= WHAT IS REQUIRED =
Your response should consist of every line below, reproduced without alteration.

= AVAILABLE DATA =
╔══

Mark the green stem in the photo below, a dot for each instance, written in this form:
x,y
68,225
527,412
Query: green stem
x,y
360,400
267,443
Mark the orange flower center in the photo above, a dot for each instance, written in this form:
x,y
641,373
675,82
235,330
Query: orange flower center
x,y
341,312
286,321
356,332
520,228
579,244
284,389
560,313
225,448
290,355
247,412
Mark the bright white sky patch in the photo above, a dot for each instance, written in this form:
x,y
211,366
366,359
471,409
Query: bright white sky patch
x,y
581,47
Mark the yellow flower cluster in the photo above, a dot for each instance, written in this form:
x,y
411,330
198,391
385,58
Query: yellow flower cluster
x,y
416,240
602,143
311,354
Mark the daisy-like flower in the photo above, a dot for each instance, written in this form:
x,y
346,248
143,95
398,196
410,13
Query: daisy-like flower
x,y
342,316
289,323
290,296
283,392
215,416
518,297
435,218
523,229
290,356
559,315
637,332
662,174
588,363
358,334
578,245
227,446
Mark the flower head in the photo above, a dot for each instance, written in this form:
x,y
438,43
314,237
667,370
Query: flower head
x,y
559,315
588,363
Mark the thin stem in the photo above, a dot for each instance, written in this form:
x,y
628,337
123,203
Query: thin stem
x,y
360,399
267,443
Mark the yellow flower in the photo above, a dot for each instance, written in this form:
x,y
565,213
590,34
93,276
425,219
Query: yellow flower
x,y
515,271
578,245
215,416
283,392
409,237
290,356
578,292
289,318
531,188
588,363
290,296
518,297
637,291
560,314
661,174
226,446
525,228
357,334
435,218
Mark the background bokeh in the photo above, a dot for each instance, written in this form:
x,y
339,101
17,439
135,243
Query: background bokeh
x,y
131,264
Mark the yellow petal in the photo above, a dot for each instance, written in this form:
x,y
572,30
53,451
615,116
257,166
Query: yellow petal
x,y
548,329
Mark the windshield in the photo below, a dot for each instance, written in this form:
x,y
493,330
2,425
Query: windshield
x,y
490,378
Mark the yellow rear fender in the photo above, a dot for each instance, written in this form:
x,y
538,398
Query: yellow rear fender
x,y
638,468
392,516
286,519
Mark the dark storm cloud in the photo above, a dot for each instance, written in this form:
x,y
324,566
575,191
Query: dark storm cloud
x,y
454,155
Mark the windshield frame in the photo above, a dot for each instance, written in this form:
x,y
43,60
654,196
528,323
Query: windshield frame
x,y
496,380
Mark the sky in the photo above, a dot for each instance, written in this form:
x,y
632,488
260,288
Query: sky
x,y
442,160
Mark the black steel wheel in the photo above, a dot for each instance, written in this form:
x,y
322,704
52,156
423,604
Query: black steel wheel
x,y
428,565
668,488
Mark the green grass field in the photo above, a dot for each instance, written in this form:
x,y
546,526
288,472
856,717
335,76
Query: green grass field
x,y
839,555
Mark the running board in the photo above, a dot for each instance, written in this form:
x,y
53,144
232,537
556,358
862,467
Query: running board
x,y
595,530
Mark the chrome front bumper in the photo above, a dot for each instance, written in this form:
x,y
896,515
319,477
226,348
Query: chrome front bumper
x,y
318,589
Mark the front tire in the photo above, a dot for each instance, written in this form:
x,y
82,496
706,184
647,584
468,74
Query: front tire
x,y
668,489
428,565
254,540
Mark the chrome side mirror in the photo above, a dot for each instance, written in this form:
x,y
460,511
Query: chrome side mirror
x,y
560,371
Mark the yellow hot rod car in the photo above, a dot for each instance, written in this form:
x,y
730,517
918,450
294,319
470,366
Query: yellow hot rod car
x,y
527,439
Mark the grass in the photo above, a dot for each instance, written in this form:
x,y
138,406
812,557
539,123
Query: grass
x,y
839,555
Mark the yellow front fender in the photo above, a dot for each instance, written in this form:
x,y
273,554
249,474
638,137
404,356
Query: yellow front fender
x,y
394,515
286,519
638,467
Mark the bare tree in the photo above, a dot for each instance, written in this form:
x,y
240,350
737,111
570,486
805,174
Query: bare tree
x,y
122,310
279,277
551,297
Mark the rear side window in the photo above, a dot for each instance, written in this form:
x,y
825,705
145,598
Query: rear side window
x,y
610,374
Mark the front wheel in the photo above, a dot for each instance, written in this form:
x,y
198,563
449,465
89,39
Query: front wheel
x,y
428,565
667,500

╚══

= ANSWER SPACE =
Mark the green stem in the photo below, a dot for each instance, written in this form:
x,y
68,225
527,412
Query: green stem
x,y
360,400
267,443
Mark the orange flower center in the photo above, a dot for each instance, written in this form:
x,y
641,373
675,82
235,330
Query: orange flower center
x,y
341,312
286,321
356,332
520,228
579,244
284,389
560,313
225,448
290,355
247,412
Mark the bright white sky patch in the photo above, a dot for each instance, written in this form:
x,y
211,366
366,359
471,409
Query: bright white sky patch
x,y
581,47
Mark the yellow flower cluster in the photo above, a dot for each instance, written in this form:
x,y
411,330
198,391
385,58
Query: yellow flower cluster
x,y
416,240
602,143
311,354
Mark the daisy-like flower in the photo above, a dot for each instance, written in this form:
x,y
346,248
143,95
398,196
410,13
Query: daisy-like flower
x,y
342,316
289,323
290,296
283,392
215,416
518,297
435,218
523,229
290,356
559,315
637,332
662,174
588,363
358,334
578,245
227,446
Mark the flower head in the photo above, a dot for each instance, written in this form:
x,y
438,43
314,237
667,370
Query: flower head
x,y
559,315
588,363
Mark the thin stem in the photo above, a dot for each instance, written in this form:
x,y
628,337
123,203
Query: thin stem
x,y
360,399
267,443
Mark the yellow flower in the photo above, a dot for each instance, written in this form:
x,y
565,213
590,34
93,276
425,219
Query: yellow flower
x,y
515,271
578,245
215,416
283,392
409,237
290,356
578,292
289,318
531,188
588,363
290,296
518,297
637,291
560,314
661,174
226,446
525,228
357,334
435,218
Mark the background bokeh in the photo above, a dot for each instance, written in this form:
x,y
339,101
17,439
135,243
Query: background bokeh
x,y
131,264
Mark the yellow petal in the photo above, a dot for each instance, written in this form:
x,y
572,30
53,451
615,116
257,166
Query: yellow petal
x,y
548,329
Mark the windshield in the photo below, a dot for each instance, written in this form:
x,y
493,330
2,425
Query: windshield
x,y
490,378
Mark the yellow rear fender in the photo above, a dot for each instance, written in this form:
x,y
538,398
Query: yellow rear fender
x,y
638,468
392,516
286,519
Mark the dark storm cloud in the photo above, a dot for each instance, written in this form:
x,y
324,566
575,191
Query: dark storm cloud
x,y
454,155
Mark the windshield frame in the photo above, a dot for each instance, written in this form:
x,y
43,60
654,196
528,323
Query: windshield frame
x,y
496,380
Mark the sky in the photo above, a dot for each instance, written in this form:
x,y
632,488
260,288
Query: sky
x,y
442,160
Mark the black steel wheel in the photo above, a dot for each instance, written in this form:
x,y
322,704
52,156
423,604
Query: black steel wheel
x,y
428,565
668,488
Mark the green grass field in the photo above, a dot for each instance, written in this form:
x,y
546,526
288,472
856,717
335,76
Query: green grass field
x,y
839,555
Mark the running board in the photo above, a dot for each instance, written in this form:
x,y
53,144
232,537
556,358
862,467
Query: running board
x,y
595,530
Mark the chrome front bumper in the photo above, a dot for each instance, written in this form:
x,y
896,515
319,477
226,348
Query: chrome front bumper
x,y
318,589
Mark the front tire in the photo above, a dot for each instance, written in this form:
x,y
82,496
706,184
647,584
468,74
Query: front tire
x,y
668,489
428,565
254,540
Mark the chrome side mirror in the photo above, a dot for each instance, written in this form:
x,y
460,511
Query: chrome side mirror
x,y
560,371
Mark the yellow hot rod car in the photo above, a dot for each instance, written in this form:
x,y
730,517
918,450
294,319
470,366
Query: yellow hot rod car
x,y
527,439
Mark the grass in the photo above, a dot for each instance, written in this form:
x,y
138,406
812,557
539,123
Query: grass
x,y
839,555
Mark the yellow front fender in the photo above, a dot for each instance, written in this form:
x,y
273,554
249,474
638,137
404,356
Query: yellow front fender
x,y
394,515
286,519
638,467
Mark the bare tree in the photo above, a dot for each instance, written in this form:
x,y
240,350
737,111
570,486
805,174
Query: bare tree
x,y
122,310
279,277
551,297
Mark the rear side window in the photo above, a dot for each instance, written in this form:
x,y
825,705
145,598
Query: rear side window
x,y
610,374
Mark the front wheel in the photo above, a dot for each instance, written in this form:
x,y
198,563
449,465
89,39
Query: front wheel
x,y
428,565
667,500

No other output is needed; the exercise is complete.